→ **Work to be completed**: Each record needs to be echoed exactly; can you do that?

(Location identification entries)
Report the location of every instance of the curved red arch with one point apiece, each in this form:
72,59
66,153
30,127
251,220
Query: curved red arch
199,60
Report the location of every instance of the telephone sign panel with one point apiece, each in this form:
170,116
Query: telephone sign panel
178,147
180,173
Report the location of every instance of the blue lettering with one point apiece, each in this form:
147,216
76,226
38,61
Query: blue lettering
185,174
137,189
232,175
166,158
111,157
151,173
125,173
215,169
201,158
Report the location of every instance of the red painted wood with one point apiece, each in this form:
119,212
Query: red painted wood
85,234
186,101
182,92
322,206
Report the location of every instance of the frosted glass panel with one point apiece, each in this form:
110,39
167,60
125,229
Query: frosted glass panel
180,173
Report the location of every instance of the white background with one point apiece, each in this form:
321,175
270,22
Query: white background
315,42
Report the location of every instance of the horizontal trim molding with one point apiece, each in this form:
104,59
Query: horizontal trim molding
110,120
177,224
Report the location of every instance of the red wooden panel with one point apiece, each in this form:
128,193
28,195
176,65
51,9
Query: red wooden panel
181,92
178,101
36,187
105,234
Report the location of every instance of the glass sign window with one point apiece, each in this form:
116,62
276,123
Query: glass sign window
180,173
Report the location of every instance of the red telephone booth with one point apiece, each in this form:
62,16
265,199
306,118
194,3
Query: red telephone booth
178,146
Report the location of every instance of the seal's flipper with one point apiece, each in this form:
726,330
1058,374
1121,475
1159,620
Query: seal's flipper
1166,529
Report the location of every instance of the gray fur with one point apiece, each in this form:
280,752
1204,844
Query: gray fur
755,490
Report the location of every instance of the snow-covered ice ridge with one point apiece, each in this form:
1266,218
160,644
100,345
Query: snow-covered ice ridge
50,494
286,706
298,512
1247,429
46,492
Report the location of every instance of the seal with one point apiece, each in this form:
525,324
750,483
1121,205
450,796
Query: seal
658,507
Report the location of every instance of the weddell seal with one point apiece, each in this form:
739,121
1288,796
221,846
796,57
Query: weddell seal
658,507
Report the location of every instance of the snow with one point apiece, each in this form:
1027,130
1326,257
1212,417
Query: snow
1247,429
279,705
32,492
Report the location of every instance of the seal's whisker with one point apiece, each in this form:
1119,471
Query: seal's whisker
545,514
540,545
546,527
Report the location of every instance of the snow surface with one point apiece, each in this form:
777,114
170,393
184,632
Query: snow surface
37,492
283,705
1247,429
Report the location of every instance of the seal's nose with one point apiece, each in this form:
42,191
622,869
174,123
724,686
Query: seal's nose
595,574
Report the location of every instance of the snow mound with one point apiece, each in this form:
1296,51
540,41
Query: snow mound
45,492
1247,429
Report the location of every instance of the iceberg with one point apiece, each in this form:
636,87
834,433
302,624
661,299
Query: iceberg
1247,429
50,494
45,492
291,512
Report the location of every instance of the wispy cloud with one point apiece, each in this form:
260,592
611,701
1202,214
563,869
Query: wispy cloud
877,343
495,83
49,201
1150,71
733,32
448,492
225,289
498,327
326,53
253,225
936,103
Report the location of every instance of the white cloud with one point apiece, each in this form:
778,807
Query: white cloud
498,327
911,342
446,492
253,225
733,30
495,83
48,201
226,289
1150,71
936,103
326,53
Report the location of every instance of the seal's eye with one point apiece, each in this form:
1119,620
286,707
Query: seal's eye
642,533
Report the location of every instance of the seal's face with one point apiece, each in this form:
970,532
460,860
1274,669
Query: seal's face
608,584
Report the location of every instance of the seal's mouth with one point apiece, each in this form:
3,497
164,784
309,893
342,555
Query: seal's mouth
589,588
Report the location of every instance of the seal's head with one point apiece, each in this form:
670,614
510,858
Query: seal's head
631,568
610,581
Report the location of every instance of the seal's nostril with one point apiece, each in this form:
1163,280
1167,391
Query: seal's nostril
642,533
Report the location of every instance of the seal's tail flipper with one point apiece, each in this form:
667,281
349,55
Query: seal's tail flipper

→ **Finished task**:
Report the location of every instance of the curved red arch with one point apiece, each in this form:
72,59
66,153
30,127
251,220
Query: curved red arch
199,60
Report the location of every instance of the telephone sign panel with one point apiece, each in this form:
170,116
Query: telephone sign panel
178,147
180,173
Report the location of every instance of the blue lettering with one point apiece, each in this form:
147,216
76,226
38,61
Query: blue lettering
185,174
137,189
232,175
166,158
111,157
151,173
125,173
215,169
201,158
Report the location of every instance of the red painted wood with one point apiece, each in this form:
119,212
Query: red painted wood
85,234
186,101
182,92
322,206
Report the location of every instance of the frosted glass panel with one point apiece, each in this form:
110,39
167,60
125,229
Query: frosted glass panel
180,173
Report the location of every instance of the white background with one point apiece, each in this form:
321,175
270,22
Query: white background
315,42
Report the location of every instance of the horizontal trim molding with one point apiece, each in this form:
104,59
Query: horizontal trim molding
110,120
177,224
Report the location of every instance of the red wooden panel with one point apiece, each in this form:
128,193
28,195
176,65
51,9
Query: red wooden panel
181,92
178,101
36,187
105,234
Report the location of every instance of the glass sign window with one point apiece, each in this form:
116,62
276,123
Query: glass sign window
180,173
Report the location of every instance of the red telephone booth with one point apiece, each in this form:
62,16
265,199
306,118
194,3
Query: red telephone booth
178,146
Report the location of every instance of the seal's flipper with one point apiece, each in this form:
726,330
1058,374
1121,475
1159,620
Query: seal's flipper
1166,529
Report the location of every instance of the gray fur with one point apiece, each in this form:
280,752
1204,844
Query: gray fur
755,490
Report the location of every instance of the snow-covered ice ridge with one point apiece, each in this form:
1266,218
160,644
100,345
Query: snow-covered ice ridge
50,494
286,706
298,512
1247,429
46,492
Report the location of every instance of the seal with one point apiece, each in this form:
525,324
750,483
1121,205
450,796
Query: seal
658,507
Report the location of every instance of the weddell seal with one point apiece, each in this form:
739,121
1288,796
221,846
796,57
Query: weddell seal
658,507
Report the location of every instance of the snow with one point apiece, each in this form:
1027,130
1326,257
1212,417
Query: snow
1247,429
279,705
32,492
Report the location of every instance of the seal's whisker with one point apiece, each in this form:
1119,471
Query: seal's whisker
545,514
540,545
546,527
Report the location of every instance of the snow surface with one point apiece, each in this form:
777,114
170,393
184,632
Query: snow surface
37,492
283,705
1247,429
Report the location of every instance of the seal's nose with one point apiece, each in this form:
42,191
622,869
174,123
724,686
Query: seal's nose
595,574
Report the location of every instance of the snow mound with one point apiece, each in this form:
1296,51
540,41
Query: snow mound
45,492
1247,429
Report the location of every instance of the iceberg with one point apiece, each in this form:
636,87
834,433
302,624
661,299
Query: iceberg
1247,429
50,494
45,492
291,512
Report the location of every instance of the wispy cloud with one point apiece, each in this form:
260,592
611,701
1202,214
563,869
Query: wispy cloud
877,343
495,83
49,201
1150,71
733,32
448,492
225,289
498,327
326,53
253,225
936,103
Report the location of every instance of the white cloud with one point apiece, each in this form:
778,807
Query: white cloud
498,327
911,342
446,492
253,225
733,30
495,83
48,201
226,289
1150,71
936,103
326,53
Report the location of every instance of the seal's eye with one point apiece, each in this form:
1119,620
286,707
Query: seal's eye
642,533
Report the location of every instance of the seal's face with one point apiece, each in this form:
970,532
460,860
1274,669
Query: seal's face
608,584
Report the location of every instance of the seal's mouth with one point apiece, each in this form:
3,497
164,784
309,893
342,555
Query: seal's mouth
589,588
Report the location of every instance of the seal's head with one point apiece, each in this form:
670,614
510,858
Query: seal's head
631,568
610,581
Report the location of every instance of the seal's nostril with one point apiece, each in this form:
1163,280
1167,391
Query: seal's nostril
642,533
Report the location of every instance of the seal's tail flipper with one point apiece, each in this form:
667,281
349,55
Query: seal's tail flipper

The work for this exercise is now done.